▸ **书面指令 1**
请将关于哈希的文段中的“Hashes是用小的数据类型（如，数字）来表示其它大的数据类型（通常是字符串）。”这句话译成英语。
▸ **书面指令 2**
请统计记录中含有字符串“picture”的行数，只给出数字。

▸ **所给文段**
= = = = =

基于字符串的分离链接hash算法

最新推荐文章于 2025-09-06 09:26:50 发布

转载最新推荐文章于 2025-09-06 09:26:50 发布 · 89 阅读

0 ·

CC 4.0 BY-SA版权

原文链接：https://my.oschina.net/floristgao/blog/1919826

文章标签：

#python #数据结构与算法

本文介绍了一种使用哈希算法处理字符串数组的方法，通过实例演示如何实现字符串的索引及统计出现次数，最后讨论了如何利用该算法解决海量数据查询问题。

2019独角兽企业重金招聘Python工程师标准>>>

Hashes
问题：你有一个很大的字符串数组。需要知道另外一个字符串是否在这个字符串数组中。你可能会将这个字符串与数组中的字符串依次作比较。但是实际中，你会发现这种方法太慢。必须找其它的方法。但是除了依次比较字符串外，还有没有其它方法来知道某个字符串是否存在呢？
解决方案： Hashes。 Hashes是用小的数据类型（如，数字）来表示其它大的数据类型（通常是字符串）。在这种情形下，你可能将字符串存储在hash数组中。然后你可以计算要查找字符串的hash值，用这个hash值与数组中的hash值进行比较。如果在hash数组中有一个hash值与这个新的要查询的hash值相等，则证实这个字符串存在。这个方法，称为索引(indexing)。

= = = = =

(点位标注记录)
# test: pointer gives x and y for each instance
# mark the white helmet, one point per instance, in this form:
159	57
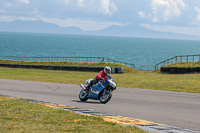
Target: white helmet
107	70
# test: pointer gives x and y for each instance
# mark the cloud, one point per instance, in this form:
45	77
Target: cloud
66	2
80	3
174	29
84	24
197	9
107	7
24	1
164	10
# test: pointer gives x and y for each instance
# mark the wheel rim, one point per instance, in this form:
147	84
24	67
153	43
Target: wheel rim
105	96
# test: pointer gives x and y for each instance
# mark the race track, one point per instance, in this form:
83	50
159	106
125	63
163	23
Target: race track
172	108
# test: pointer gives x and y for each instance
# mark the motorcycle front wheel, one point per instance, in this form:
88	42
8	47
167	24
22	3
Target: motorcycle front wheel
83	95
105	96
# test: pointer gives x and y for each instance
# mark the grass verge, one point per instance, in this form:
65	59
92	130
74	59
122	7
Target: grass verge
145	80
23	116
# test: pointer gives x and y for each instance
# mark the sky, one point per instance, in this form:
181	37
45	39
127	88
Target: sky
177	16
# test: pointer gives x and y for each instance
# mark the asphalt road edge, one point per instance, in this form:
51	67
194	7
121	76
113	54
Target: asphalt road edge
127	121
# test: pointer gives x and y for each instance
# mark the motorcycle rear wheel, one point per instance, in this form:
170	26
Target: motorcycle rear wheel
104	98
83	95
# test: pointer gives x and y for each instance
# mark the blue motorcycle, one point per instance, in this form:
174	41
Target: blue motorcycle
102	90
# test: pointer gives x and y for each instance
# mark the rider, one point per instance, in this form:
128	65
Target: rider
102	75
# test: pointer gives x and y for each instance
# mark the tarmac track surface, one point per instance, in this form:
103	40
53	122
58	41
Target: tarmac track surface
172	108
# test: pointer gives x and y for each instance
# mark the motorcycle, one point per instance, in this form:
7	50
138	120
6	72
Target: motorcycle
102	90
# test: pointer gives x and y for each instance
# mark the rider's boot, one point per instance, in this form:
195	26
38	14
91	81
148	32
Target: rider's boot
87	88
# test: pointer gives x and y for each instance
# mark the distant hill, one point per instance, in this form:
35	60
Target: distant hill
129	30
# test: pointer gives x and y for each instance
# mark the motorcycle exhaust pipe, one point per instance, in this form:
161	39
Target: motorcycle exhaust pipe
82	86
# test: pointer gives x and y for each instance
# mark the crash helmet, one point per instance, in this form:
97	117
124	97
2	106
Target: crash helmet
107	70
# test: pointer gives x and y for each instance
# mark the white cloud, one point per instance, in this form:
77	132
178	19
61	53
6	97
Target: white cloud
174	29
197	9
84	24
80	3
2	11
107	7
66	2
164	10
24	1
144	15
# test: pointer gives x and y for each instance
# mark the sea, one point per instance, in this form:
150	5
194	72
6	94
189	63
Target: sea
141	51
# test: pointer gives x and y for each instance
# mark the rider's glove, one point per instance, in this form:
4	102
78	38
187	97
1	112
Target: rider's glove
101	79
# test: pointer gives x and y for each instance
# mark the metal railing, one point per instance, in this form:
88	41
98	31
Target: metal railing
178	59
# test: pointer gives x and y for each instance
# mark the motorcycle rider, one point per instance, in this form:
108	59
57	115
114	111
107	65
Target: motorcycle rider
102	75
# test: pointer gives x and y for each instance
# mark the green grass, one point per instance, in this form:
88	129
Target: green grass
143	80
185	65
23	116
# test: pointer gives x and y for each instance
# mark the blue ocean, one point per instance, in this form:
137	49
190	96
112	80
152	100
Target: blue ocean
141	51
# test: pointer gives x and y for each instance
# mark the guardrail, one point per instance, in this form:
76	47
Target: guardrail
66	59
79	59
178	59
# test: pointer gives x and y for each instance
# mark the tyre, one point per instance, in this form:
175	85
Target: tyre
83	95
105	96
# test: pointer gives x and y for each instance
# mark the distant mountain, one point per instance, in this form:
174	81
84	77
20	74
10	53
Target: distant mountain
131	30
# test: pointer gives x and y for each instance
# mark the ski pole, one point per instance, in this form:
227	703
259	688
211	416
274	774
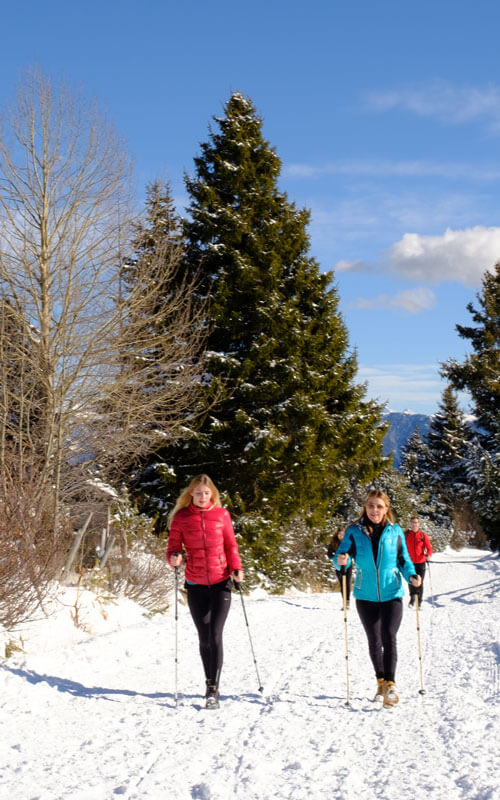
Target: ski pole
176	587
421	690
238	586
344	601
430	581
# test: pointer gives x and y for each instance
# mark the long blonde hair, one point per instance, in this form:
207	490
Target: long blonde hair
381	496
185	497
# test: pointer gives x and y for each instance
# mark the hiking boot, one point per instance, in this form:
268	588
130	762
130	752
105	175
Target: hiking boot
390	694
211	696
379	694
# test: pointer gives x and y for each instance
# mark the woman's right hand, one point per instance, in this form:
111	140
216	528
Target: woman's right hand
175	559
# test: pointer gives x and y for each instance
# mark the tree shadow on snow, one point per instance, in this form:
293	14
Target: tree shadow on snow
78	689
466	594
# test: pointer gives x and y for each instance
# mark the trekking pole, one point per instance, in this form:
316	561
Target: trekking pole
421	690
176	660
430	581
344	601
238	586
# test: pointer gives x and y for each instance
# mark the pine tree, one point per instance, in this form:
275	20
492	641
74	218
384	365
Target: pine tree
285	427
415	462
157	375
479	374
447	441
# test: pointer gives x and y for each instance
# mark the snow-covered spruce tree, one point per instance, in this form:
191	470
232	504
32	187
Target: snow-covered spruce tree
283	424
415	463
479	375
447	442
161	356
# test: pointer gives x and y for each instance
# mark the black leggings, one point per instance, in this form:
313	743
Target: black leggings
381	622
209	607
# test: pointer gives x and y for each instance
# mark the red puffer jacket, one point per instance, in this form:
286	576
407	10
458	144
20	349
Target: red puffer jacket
419	546
208	538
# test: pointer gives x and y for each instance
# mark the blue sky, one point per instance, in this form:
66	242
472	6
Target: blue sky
386	116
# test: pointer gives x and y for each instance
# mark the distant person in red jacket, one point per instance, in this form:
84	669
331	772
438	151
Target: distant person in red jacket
420	551
201	528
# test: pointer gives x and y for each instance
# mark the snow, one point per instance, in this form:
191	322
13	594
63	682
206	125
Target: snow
94	718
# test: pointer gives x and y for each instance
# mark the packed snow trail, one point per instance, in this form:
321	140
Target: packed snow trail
96	720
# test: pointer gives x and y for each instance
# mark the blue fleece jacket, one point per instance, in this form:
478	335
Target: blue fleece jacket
377	579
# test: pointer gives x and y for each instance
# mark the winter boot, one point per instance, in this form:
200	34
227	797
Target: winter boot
211	696
390	694
379	694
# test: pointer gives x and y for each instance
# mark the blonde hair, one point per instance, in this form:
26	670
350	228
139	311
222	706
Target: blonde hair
185	497
381	496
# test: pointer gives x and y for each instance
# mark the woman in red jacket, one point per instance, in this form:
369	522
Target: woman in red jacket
203	529
420	551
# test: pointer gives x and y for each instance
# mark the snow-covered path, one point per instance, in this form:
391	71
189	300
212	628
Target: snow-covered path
96	720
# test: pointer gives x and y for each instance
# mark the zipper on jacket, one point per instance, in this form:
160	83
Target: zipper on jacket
379	559
205	544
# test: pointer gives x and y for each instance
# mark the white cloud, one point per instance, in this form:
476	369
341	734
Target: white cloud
457	255
413	301
445	101
404	386
351	266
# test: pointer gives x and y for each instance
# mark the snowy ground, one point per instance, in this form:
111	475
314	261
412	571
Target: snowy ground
95	719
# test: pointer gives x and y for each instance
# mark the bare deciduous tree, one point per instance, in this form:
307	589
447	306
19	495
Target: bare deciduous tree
89	376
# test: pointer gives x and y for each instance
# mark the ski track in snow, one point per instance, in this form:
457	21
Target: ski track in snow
97	721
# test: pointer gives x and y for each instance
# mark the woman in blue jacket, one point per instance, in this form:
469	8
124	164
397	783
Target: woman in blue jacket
378	547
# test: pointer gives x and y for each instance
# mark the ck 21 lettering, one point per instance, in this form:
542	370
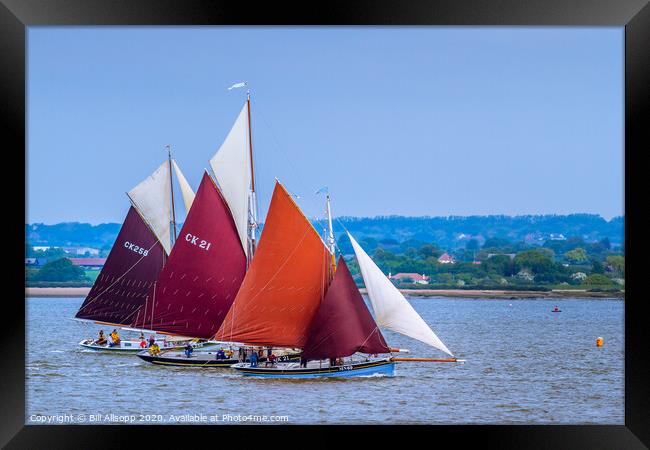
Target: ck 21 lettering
194	240
135	248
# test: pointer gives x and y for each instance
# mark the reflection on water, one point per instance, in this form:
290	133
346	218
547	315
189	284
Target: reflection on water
524	365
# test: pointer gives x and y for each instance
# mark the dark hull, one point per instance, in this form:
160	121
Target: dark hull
377	367
199	360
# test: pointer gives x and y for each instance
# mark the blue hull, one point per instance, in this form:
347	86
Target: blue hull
386	369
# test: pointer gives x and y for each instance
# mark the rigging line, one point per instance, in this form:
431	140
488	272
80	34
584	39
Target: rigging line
284	154
120	277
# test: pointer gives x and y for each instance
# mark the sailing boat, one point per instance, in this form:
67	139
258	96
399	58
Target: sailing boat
136	258
207	265
291	273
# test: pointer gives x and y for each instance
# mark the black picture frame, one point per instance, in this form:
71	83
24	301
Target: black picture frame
634	15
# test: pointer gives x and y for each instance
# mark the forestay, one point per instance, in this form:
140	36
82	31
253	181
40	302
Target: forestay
392	310
232	167
186	190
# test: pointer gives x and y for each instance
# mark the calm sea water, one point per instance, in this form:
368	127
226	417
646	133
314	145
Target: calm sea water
524	365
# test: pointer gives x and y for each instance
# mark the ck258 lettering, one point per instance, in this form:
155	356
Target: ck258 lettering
194	240
136	248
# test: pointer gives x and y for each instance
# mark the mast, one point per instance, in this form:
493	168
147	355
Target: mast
172	219
330	237
252	207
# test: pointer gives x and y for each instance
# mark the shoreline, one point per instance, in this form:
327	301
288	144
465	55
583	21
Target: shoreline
467	293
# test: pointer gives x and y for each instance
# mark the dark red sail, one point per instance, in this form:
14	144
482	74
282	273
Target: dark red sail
128	275
203	274
343	325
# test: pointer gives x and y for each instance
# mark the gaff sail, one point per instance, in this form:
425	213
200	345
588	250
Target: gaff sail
343	325
232	168
186	190
204	271
129	273
285	282
392	310
152	199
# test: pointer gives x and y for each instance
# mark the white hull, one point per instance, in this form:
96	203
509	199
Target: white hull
133	345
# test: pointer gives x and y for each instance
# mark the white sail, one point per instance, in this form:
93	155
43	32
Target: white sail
392	310
152	199
231	165
186	190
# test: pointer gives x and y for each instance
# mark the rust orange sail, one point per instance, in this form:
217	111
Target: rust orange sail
285	283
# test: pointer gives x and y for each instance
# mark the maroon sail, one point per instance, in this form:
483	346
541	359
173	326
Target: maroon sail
203	273
343	325
128	275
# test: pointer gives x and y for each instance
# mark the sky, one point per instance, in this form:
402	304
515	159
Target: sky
393	120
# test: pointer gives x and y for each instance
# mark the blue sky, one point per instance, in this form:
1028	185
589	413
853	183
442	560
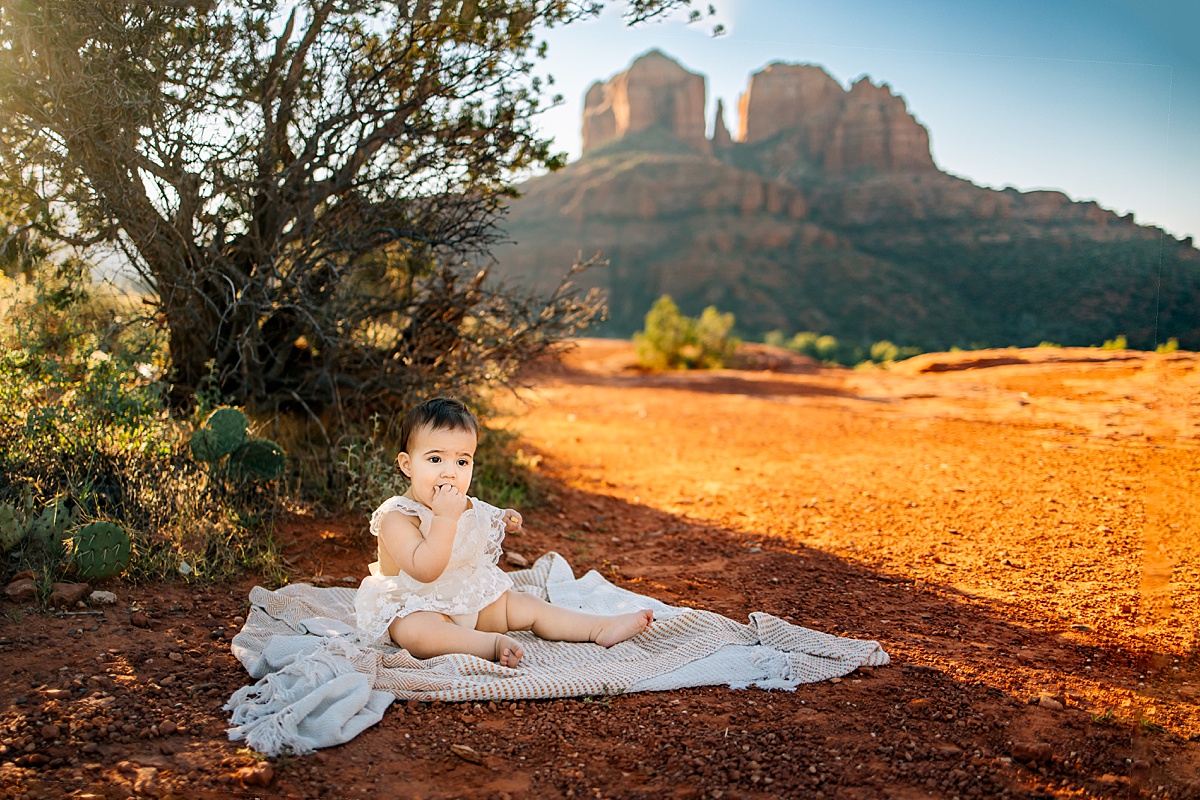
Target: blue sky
1097	98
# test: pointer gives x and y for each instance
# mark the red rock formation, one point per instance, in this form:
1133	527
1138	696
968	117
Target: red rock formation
822	125
655	91
721	137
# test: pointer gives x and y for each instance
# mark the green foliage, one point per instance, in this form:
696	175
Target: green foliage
221	443
257	458
101	549
1170	346
671	341
828	349
85	434
1117	343
220	434
12	527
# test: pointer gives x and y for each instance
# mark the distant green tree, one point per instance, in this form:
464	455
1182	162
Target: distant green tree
672	341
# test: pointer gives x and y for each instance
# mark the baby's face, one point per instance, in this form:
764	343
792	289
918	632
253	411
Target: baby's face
438	457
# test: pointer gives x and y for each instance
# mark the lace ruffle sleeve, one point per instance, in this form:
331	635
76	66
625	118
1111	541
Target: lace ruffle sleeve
491	522
402	504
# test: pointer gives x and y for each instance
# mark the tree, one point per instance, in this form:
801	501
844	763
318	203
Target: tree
309	186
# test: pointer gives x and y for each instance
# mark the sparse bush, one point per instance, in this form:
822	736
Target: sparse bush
1119	343
672	341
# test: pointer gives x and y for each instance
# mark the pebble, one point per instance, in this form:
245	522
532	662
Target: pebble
467	753
261	774
1048	702
1031	752
64	595
147	781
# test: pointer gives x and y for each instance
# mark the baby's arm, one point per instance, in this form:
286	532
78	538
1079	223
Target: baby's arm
424	555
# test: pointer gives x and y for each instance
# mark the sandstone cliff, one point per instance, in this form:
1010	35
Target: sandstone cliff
655	91
813	122
828	214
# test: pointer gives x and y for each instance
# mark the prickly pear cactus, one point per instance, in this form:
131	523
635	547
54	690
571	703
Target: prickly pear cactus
257	458
101	549
221	434
12	528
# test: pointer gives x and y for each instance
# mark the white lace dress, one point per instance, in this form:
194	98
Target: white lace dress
471	581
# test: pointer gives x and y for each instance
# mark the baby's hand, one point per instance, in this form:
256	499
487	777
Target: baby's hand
448	501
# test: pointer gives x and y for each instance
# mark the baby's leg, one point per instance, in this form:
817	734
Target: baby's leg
426	635
517	611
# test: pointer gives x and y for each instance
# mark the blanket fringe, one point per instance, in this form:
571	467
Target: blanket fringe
281	689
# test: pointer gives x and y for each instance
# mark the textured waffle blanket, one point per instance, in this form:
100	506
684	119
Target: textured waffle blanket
318	686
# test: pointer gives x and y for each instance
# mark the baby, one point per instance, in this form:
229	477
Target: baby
437	588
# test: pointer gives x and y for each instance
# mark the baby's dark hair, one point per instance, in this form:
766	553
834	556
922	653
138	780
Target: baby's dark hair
438	414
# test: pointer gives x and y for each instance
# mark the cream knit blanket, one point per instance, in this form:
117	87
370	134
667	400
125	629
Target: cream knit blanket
319	687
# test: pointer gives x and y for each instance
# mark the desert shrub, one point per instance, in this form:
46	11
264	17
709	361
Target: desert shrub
672	341
1119	343
85	427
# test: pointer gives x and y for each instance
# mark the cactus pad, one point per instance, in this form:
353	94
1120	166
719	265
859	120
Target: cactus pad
12	528
222	433
257	458
101	549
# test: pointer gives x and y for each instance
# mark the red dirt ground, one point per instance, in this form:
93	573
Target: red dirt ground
1017	528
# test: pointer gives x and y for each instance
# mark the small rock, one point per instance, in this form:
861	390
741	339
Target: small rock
1031	752
467	753
1048	702
147	781
261	774
31	759
21	590
64	595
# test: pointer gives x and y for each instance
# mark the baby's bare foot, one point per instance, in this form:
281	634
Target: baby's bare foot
624	626
508	651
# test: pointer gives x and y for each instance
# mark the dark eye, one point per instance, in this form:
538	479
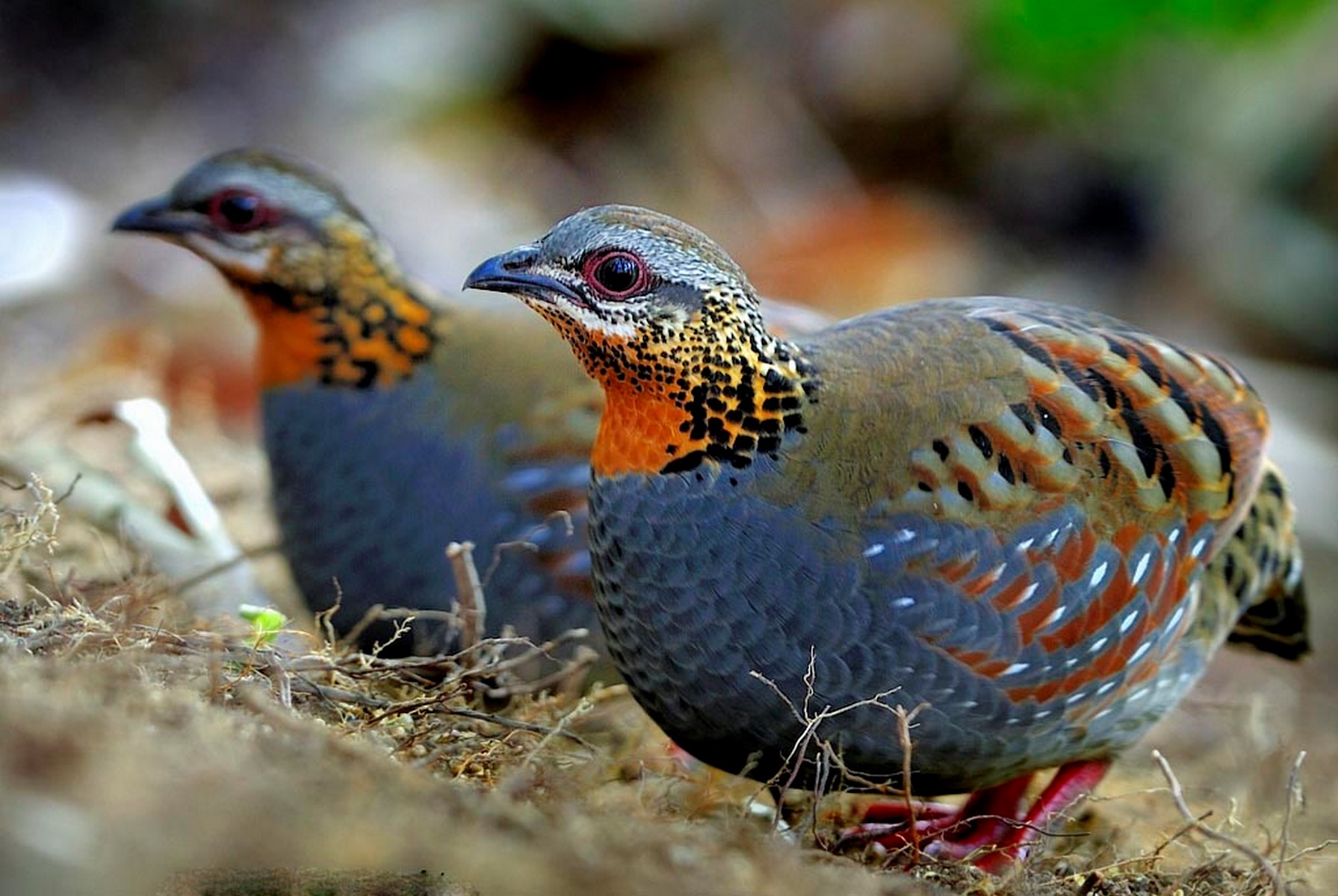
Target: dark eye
238	211
616	275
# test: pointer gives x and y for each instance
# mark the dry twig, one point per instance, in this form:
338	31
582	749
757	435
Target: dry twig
1267	868
470	593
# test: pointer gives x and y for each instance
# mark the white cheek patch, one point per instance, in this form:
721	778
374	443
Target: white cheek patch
252	261
595	324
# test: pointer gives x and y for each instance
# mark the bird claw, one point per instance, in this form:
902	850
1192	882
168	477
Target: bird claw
988	830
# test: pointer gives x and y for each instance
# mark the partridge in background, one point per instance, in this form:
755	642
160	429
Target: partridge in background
1032	522
395	420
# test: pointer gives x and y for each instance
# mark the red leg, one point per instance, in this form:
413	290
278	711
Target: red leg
889	823
989	819
1071	783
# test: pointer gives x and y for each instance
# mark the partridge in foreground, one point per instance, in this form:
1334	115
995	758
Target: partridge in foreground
1035	523
395	420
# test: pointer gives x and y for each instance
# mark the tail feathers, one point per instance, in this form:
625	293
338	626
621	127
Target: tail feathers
1261	567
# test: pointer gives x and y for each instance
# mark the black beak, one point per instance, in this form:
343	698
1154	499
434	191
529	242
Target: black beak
510	273
154	217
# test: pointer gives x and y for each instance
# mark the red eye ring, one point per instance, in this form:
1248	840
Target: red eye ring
616	273
238	211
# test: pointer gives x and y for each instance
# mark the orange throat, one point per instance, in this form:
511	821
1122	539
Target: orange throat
374	344
639	432
289	346
720	409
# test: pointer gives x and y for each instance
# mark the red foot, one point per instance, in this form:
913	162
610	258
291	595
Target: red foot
988	823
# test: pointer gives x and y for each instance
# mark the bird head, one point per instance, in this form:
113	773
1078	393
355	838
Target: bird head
621	273
672	329
261	218
331	302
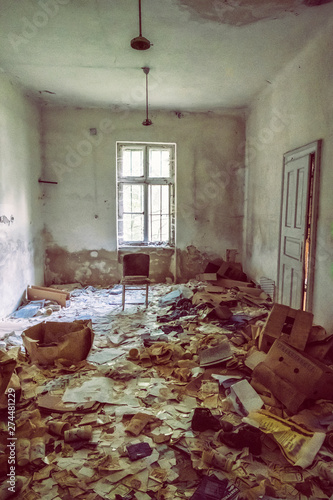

= = = = =

▸ **结果 1**
Hashes use small data types (such as numbers) to represent other, larger data types (usually strings).

▸ **结果 2**
2